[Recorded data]
---+---

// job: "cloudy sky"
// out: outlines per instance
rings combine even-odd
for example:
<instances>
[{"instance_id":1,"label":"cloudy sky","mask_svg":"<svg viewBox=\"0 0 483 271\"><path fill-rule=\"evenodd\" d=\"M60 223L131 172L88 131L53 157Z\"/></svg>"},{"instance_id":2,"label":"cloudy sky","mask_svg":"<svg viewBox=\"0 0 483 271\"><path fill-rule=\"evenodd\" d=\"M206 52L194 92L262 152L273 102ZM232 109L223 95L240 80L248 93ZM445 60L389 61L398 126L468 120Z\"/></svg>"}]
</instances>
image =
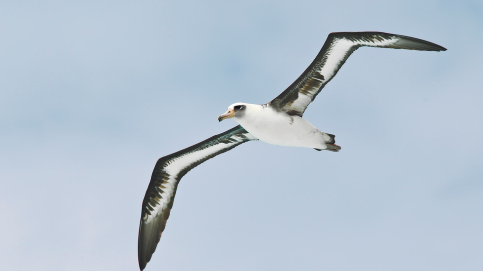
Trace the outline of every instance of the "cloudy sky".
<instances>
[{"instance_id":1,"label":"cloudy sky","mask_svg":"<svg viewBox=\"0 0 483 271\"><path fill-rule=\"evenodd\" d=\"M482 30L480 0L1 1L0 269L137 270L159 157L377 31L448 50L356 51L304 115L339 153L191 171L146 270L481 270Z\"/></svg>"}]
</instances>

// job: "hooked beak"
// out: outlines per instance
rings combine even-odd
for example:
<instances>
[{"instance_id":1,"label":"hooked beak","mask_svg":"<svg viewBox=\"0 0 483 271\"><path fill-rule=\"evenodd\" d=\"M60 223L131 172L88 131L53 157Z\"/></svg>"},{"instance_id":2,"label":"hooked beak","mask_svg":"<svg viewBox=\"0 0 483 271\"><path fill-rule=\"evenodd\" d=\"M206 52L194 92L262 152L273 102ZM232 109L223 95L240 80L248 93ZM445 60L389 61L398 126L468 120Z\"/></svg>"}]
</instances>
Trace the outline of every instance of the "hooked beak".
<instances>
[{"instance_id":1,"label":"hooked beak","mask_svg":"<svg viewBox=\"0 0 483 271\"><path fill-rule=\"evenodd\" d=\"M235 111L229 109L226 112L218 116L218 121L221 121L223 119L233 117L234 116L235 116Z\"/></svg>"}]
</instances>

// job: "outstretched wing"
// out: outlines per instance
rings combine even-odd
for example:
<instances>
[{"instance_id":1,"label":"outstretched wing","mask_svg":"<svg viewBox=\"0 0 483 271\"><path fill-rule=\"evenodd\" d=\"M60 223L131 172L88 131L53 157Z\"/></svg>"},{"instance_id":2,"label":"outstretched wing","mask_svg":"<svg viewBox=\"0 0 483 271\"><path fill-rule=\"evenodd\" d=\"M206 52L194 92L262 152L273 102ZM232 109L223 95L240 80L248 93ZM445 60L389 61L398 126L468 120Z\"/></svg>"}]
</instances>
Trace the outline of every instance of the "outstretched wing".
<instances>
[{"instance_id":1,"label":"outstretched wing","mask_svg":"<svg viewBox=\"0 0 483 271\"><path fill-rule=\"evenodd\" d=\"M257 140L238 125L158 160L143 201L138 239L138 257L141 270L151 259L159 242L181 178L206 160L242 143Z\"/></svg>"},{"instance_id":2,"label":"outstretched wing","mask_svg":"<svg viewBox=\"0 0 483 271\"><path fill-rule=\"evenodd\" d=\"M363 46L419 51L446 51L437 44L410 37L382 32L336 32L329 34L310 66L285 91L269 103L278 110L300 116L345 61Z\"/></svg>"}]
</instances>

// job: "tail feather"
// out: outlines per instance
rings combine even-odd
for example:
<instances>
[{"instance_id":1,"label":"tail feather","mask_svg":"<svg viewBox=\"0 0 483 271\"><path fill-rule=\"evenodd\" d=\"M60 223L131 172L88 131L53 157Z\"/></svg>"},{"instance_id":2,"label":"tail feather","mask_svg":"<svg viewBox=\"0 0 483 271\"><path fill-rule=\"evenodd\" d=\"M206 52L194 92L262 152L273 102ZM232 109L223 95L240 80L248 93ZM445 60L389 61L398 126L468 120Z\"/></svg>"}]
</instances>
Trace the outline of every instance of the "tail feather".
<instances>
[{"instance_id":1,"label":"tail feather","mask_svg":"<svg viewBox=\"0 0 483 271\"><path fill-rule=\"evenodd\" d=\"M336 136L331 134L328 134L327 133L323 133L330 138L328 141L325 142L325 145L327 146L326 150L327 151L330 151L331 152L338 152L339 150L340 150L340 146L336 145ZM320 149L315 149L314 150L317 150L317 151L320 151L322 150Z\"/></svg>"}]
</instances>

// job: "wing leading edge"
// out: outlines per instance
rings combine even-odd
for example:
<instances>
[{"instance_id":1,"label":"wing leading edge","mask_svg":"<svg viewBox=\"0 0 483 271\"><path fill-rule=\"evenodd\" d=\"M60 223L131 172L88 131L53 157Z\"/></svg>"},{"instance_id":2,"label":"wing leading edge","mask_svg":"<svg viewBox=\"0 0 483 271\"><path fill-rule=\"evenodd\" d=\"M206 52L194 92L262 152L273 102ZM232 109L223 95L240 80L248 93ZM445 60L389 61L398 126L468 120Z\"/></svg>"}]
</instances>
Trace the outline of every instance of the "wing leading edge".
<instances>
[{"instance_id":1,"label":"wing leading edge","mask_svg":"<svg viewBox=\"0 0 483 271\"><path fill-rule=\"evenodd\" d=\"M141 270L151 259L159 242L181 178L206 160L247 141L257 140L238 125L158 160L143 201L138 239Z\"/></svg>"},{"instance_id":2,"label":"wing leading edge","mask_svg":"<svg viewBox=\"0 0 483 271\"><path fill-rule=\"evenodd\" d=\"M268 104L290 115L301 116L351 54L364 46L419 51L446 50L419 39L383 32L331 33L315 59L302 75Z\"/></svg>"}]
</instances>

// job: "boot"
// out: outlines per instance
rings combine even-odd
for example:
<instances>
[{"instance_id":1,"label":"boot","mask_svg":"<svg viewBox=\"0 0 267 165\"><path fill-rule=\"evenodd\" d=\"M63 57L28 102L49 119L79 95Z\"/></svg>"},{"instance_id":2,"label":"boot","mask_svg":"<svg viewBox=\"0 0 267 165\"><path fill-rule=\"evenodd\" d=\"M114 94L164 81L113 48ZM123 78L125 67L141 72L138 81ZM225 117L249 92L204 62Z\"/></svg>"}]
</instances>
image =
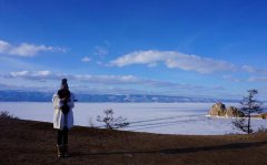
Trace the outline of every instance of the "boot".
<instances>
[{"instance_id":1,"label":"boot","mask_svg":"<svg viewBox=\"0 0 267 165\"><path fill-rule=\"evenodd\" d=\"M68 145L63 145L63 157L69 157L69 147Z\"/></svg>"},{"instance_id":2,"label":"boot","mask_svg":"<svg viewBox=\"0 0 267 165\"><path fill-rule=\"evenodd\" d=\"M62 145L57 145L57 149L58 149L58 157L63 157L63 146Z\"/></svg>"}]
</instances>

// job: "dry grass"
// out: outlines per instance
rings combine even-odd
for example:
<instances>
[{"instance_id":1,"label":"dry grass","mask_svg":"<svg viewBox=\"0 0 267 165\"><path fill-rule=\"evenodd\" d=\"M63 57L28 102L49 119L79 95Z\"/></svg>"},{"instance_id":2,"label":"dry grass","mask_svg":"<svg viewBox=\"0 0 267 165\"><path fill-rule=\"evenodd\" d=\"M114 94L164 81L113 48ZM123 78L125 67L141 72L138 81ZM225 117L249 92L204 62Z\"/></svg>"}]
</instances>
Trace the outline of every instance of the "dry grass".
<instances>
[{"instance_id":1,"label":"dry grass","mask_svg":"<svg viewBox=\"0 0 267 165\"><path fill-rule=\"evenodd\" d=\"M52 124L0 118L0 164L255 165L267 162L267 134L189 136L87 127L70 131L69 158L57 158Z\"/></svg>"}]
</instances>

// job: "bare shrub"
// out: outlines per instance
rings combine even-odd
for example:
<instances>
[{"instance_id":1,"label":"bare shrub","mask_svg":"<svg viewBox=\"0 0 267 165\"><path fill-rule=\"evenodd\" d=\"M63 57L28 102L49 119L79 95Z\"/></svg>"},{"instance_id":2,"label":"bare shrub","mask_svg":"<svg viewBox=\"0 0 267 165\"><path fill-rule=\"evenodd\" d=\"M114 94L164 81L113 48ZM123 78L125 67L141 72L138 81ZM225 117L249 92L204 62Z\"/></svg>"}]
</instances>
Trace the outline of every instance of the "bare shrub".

---+---

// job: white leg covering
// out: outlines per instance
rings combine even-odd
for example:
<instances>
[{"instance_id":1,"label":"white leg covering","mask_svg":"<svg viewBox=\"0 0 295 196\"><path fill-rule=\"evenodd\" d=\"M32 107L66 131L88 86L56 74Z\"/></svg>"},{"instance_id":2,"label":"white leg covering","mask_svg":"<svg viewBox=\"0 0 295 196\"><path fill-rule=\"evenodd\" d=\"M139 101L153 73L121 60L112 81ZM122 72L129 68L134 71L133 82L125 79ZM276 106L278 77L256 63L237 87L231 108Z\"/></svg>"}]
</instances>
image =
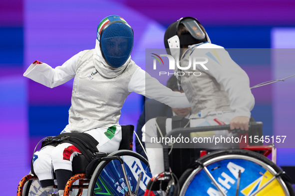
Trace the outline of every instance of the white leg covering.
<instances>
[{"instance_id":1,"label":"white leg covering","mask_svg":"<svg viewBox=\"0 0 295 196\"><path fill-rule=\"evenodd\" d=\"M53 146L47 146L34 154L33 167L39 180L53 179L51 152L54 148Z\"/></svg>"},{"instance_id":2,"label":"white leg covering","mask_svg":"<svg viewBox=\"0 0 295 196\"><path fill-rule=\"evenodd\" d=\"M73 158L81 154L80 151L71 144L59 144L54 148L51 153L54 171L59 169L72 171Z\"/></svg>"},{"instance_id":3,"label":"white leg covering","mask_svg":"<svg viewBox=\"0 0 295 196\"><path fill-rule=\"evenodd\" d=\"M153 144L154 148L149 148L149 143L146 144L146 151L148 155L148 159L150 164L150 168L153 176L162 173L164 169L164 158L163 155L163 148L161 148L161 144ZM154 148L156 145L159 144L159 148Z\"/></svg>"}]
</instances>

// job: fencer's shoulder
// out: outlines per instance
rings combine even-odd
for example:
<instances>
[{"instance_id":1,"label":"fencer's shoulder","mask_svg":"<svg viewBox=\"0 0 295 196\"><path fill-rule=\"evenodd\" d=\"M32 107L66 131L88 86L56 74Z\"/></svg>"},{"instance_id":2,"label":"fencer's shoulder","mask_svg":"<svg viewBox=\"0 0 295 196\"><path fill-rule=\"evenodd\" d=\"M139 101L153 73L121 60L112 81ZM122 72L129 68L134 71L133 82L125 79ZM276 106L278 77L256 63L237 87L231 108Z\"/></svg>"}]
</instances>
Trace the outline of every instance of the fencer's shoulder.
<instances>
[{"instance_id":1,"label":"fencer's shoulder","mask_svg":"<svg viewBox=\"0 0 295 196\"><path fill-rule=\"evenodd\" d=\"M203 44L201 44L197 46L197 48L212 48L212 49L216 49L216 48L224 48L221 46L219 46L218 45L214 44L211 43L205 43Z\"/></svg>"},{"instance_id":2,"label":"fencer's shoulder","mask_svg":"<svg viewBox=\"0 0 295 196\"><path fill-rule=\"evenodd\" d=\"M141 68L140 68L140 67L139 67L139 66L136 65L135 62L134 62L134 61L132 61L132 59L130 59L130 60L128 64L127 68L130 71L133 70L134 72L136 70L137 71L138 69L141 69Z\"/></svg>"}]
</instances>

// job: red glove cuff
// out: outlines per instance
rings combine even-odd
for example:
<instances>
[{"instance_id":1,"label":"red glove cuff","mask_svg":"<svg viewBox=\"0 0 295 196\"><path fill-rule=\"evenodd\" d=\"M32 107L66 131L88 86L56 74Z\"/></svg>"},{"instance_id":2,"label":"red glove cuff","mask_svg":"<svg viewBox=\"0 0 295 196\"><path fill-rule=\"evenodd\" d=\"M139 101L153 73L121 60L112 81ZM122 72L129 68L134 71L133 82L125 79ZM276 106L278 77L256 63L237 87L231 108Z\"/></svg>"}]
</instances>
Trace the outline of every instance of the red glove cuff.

---+---

TASK INSTRUCTIONS: Extract each line of the data above that contains the string "Trace".

WRITTEN ANSWER:
Trace the outline of every instance of the "cloudy sky".
Trace the outline of every instance of the "hooked beak".
Trace the outline of every instance of the "outstretched wing".
Trace the outline of every instance of the "tail feather".
Trace the outline of every instance of the "wing leading edge".
Trace the outline of every instance of the "boot".
Trace the outline of every instance of the "dry grass".
Trace the outline of every instance of the "bare shrub".
Trace the outline of every instance of the white leg covering.
Trace the outline of every instance of the fencer's shoulder.
Trace the outline of every instance of the red glove cuff.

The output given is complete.